> [What to work on] Which lines of the records contain the word "below"? Show each of them.

> [Supplied material]

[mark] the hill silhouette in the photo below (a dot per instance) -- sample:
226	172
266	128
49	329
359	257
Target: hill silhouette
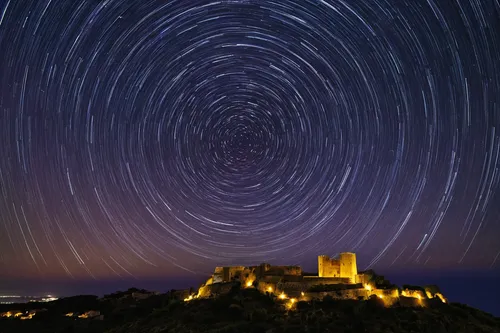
247	310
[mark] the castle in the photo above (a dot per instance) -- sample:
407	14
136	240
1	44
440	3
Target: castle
341	270
336	277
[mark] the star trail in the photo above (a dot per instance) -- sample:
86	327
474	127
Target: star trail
157	138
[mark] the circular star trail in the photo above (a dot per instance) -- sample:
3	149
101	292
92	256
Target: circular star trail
146	138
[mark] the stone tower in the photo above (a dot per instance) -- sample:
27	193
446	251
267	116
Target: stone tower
322	262
348	267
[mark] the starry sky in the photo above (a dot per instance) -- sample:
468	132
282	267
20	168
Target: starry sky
158	139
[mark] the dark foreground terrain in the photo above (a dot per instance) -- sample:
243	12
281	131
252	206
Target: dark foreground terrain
245	310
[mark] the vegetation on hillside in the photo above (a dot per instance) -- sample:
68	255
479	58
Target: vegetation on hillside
248	310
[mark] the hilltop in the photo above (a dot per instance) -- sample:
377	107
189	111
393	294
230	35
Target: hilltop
246	310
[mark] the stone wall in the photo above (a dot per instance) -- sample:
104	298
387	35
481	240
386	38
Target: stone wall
348	266
328	267
314	280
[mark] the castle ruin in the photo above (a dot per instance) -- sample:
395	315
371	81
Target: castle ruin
336	277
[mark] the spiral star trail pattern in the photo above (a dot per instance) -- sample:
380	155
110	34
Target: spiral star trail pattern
151	138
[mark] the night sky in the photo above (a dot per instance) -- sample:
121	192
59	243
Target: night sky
158	139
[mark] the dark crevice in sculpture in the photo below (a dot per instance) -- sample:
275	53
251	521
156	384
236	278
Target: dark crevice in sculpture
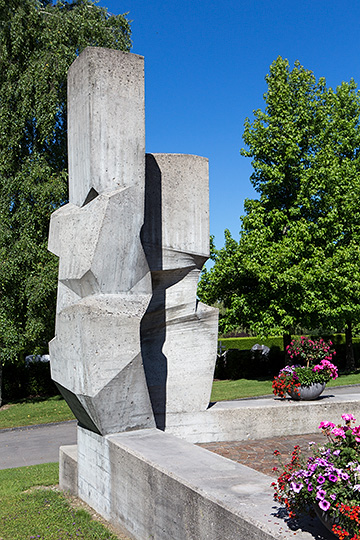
77	409
90	196
153	328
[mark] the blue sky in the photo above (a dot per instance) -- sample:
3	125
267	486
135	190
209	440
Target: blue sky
205	64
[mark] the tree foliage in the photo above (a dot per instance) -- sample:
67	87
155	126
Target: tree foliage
298	258
38	42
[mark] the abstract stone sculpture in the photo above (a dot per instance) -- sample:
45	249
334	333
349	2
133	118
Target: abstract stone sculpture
132	343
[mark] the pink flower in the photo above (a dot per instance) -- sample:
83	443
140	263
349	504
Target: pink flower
338	432
324	505
348	417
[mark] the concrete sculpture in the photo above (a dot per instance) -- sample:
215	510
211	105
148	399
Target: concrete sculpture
132	343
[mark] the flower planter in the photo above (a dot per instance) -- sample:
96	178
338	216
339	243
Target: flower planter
308	393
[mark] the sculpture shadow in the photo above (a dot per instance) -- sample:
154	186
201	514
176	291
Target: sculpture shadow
153	328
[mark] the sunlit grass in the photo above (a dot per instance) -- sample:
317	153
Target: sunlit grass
35	411
45	514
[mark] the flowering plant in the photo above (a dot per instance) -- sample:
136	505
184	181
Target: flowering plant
309	351
329	481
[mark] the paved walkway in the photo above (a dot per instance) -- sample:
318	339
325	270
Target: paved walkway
40	444
259	454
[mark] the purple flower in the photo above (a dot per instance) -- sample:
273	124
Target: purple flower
324	505
320	495
332	478
296	487
348	417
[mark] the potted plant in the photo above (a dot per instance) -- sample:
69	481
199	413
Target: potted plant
307	378
328	482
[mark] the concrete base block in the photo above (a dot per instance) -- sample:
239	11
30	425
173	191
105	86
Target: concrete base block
68	469
159	487
261	418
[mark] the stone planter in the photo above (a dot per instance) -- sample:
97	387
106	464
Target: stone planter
308	393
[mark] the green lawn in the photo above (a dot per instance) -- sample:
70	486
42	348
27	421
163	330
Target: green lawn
242	388
55	409
27	513
35	411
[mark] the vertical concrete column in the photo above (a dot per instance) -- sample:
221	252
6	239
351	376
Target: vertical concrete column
179	333
104	279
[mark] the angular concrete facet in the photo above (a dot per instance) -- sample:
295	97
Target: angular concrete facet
104	278
179	334
132	342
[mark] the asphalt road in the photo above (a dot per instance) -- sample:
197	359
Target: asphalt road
32	445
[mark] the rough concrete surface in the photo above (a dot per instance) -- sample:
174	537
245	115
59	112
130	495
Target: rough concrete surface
104	278
262	418
161	487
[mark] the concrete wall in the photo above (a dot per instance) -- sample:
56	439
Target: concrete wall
163	488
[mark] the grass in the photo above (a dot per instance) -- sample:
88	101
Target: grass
35	411
242	388
55	409
28	513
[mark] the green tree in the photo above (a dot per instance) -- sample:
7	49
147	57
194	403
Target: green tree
297	261
38	42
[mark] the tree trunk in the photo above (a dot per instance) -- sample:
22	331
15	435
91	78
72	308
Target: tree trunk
350	359
286	342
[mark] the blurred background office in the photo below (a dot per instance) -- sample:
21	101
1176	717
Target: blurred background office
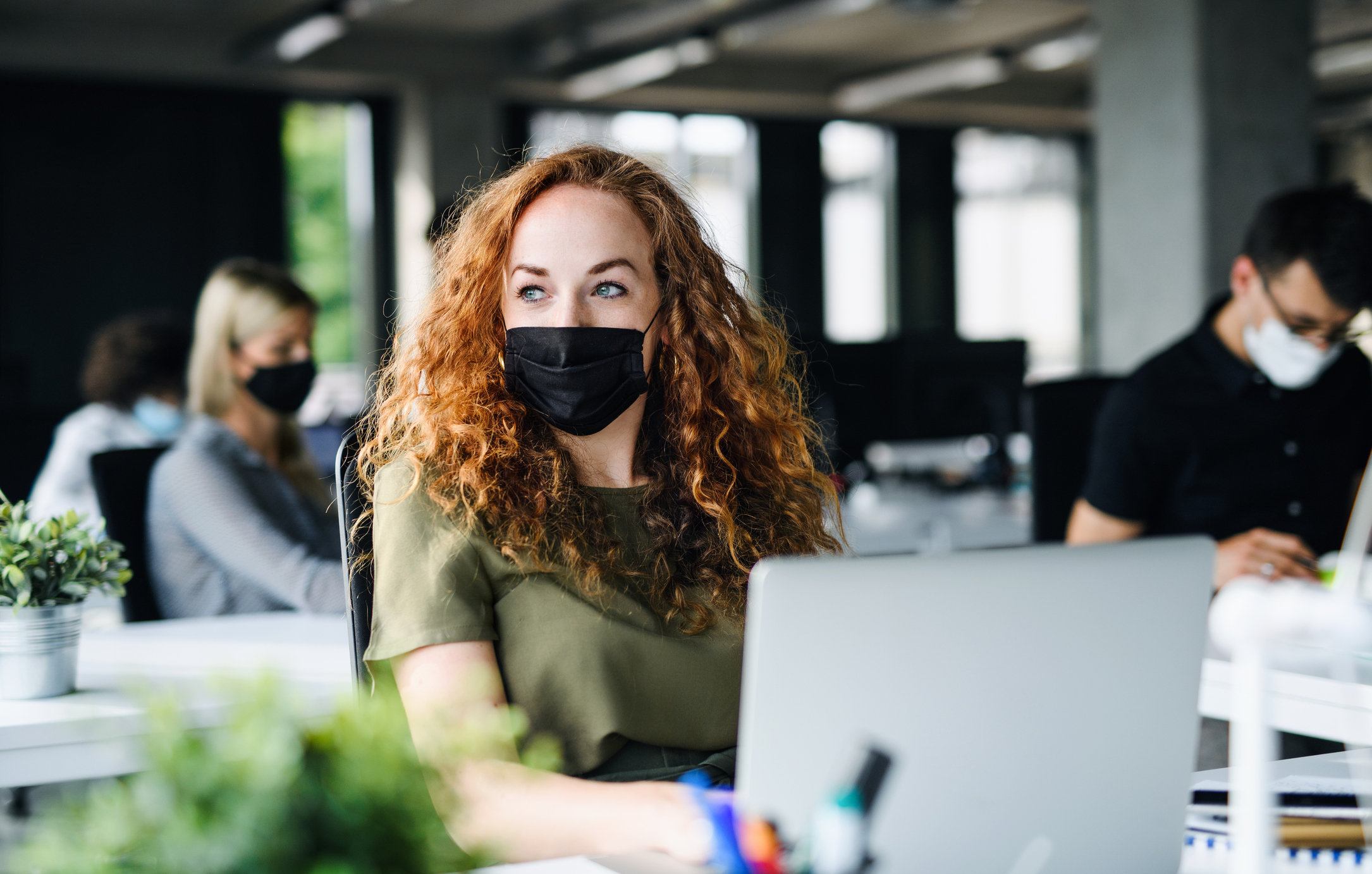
973	213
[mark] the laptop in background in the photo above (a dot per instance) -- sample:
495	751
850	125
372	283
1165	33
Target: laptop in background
1039	703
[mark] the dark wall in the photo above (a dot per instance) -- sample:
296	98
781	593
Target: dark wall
925	383
116	198
791	195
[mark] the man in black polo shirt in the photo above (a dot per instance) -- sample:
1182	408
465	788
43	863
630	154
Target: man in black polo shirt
1257	426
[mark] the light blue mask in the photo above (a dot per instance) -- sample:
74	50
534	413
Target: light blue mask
159	417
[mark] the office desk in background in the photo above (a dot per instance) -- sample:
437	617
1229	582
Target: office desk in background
895	516
1311	694
98	730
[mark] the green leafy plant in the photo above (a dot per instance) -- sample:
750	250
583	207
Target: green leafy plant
50	562
271	794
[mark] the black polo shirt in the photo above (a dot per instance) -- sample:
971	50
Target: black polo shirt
1198	442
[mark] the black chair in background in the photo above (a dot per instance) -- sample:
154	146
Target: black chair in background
121	486
1061	422
352	505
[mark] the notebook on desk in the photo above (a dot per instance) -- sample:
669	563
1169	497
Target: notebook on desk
1040	703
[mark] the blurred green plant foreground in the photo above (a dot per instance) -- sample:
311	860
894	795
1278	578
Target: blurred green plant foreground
272	794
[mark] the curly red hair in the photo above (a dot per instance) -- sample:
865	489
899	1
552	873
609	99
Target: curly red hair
726	441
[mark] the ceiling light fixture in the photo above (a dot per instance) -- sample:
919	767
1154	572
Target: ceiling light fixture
1061	52
764	27
639	69
959	73
309	36
1344	59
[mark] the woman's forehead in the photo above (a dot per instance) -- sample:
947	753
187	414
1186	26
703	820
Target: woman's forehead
574	214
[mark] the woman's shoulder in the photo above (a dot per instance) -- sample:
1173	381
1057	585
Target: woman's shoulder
401	498
205	448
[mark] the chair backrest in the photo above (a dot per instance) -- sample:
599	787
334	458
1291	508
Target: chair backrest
352	505
1062	423
121	486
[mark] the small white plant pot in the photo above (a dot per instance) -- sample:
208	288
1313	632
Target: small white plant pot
39	651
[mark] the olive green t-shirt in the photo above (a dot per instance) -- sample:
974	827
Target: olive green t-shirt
594	675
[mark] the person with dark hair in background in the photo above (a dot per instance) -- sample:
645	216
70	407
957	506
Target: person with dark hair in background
1257	426
135	383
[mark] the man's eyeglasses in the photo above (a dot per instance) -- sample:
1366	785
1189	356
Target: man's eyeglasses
1314	331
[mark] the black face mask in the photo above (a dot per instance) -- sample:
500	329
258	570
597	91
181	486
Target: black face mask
283	389
578	379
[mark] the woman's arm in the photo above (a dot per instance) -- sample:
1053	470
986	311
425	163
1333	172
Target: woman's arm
214	509
452	693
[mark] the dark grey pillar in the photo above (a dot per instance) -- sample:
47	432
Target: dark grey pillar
925	205
1203	110
791	197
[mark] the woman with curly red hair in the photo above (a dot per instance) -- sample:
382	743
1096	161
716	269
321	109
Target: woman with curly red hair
578	456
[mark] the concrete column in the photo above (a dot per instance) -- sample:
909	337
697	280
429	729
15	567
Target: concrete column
1203	110
413	206
465	130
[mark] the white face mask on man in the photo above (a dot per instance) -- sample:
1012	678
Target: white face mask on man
1287	360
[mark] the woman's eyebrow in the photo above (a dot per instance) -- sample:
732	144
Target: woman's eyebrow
612	262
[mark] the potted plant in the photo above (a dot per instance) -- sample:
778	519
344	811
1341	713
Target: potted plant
47	570
269	794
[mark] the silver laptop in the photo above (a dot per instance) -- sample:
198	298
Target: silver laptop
1039	703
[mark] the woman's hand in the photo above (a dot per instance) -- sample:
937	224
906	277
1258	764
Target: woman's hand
1264	553
453	699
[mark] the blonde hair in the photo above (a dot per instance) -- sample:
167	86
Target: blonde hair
243	298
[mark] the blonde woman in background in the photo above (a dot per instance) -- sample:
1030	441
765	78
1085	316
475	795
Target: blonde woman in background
236	519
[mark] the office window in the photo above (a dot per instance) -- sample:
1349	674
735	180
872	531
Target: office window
858	225
715	156
1019	250
327	149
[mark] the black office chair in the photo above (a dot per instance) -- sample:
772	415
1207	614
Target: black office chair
121	486
1062	422
352	505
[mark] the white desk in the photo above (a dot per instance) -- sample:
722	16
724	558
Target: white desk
98	730
1306	699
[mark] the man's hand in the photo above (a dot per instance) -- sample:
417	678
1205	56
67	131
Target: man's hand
1265	553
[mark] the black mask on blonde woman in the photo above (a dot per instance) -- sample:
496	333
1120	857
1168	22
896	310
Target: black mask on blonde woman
578	379
283	389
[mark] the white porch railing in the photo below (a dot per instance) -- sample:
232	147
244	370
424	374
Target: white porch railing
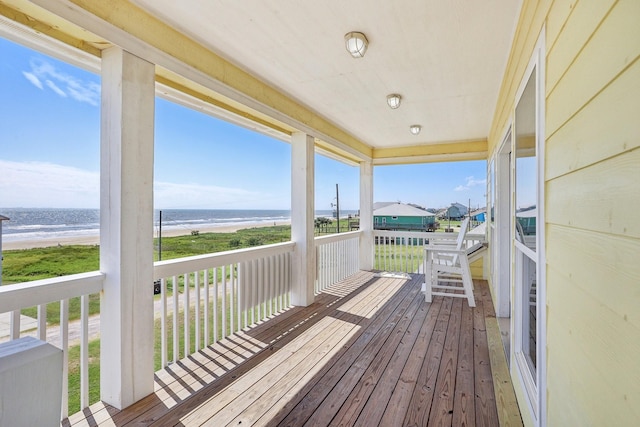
221	293
402	251
38	294
337	257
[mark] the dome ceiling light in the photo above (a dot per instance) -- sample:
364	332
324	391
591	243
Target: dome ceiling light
394	100
356	44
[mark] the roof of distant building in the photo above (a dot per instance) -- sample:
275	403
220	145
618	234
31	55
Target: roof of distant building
401	209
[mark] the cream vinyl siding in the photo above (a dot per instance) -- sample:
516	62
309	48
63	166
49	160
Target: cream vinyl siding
592	196
593	214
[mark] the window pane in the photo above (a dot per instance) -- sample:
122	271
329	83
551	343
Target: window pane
526	166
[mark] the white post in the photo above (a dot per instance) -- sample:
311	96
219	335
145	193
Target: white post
303	267
366	216
126	228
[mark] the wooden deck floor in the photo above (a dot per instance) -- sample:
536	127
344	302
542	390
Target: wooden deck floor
369	352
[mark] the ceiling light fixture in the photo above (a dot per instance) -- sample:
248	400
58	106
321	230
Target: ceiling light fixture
394	100
356	44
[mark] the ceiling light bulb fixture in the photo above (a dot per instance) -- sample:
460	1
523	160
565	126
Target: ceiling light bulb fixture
394	100
356	44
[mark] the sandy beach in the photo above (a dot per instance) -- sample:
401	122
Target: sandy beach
94	240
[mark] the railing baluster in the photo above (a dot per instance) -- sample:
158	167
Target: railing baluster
216	297
42	322
84	351
232	300
64	343
163	322
207	330
196	283
176	330
260	282
239	299
186	310
14	325
224	301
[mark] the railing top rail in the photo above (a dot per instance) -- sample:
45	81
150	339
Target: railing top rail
21	295
174	267
330	238
429	236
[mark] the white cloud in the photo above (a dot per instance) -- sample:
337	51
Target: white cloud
172	195
471	182
39	184
32	79
61	83
55	88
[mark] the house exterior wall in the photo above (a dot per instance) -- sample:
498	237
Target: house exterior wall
402	220
592	196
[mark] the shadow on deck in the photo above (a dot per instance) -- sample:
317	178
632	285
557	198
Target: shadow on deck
368	352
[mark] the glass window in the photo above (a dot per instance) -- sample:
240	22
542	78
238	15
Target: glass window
526	178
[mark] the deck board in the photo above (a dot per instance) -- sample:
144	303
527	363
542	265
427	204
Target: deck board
368	352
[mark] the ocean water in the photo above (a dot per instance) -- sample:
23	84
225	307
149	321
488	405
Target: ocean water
38	224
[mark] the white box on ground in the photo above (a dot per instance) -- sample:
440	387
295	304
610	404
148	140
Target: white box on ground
30	383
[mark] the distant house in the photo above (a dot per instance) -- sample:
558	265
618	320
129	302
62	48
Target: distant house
479	215
527	220
456	211
399	216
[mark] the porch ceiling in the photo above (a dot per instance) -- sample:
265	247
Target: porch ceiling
446	59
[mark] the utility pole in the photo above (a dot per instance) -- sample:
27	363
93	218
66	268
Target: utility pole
338	207
160	239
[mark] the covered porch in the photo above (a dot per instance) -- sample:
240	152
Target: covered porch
368	351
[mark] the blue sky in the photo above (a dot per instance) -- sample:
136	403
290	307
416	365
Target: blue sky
49	153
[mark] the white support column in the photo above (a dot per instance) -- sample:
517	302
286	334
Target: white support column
126	228
303	266
366	216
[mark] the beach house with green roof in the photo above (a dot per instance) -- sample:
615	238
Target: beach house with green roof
400	216
547	92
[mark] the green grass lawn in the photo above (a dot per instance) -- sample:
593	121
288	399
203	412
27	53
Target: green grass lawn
43	263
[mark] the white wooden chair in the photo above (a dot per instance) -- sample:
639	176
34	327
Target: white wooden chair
448	264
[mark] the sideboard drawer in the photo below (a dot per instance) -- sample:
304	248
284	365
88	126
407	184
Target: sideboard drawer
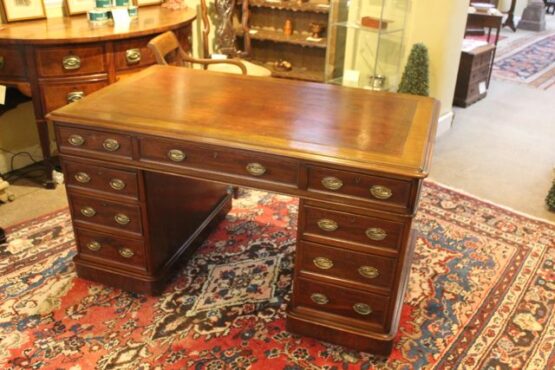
70	61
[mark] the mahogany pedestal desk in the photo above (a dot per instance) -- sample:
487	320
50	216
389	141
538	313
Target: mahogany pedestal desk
60	60
146	161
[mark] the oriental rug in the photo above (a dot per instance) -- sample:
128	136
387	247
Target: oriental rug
481	296
529	60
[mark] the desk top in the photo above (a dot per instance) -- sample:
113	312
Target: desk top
393	133
62	30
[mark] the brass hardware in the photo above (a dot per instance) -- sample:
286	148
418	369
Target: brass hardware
88	211
71	62
126	252
319	298
82	177
323	263
362	309
110	145
327	224
75	96
176	155
369	272
332	183
256	169
94	246
122	219
133	56
117	184
381	192
375	233
76	140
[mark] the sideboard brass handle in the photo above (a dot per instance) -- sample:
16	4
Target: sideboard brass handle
381	192
126	252
133	56
319	298
332	183
256	169
323	263
110	145
327	225
362	309
375	233
94	246
122	219
369	272
76	140
71	62
117	184
88	211
176	155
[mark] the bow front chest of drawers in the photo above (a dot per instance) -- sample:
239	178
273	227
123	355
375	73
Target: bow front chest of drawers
145	174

> [Solved exercise]
[mark] the hill silhouette in the photo below (a dot per instance) -- sample:
[mark] the dark crevice in sculpture in the photo below (a dot per instance) -- sample:
[mark] the blurred background office in the photo below (a dot per instance) -- sample:
[mark] the white porch railing in the photo below (a dot per instance) -- sample:
[mark] the sideboard drawer in the photo below (a dot per instance) -- sample:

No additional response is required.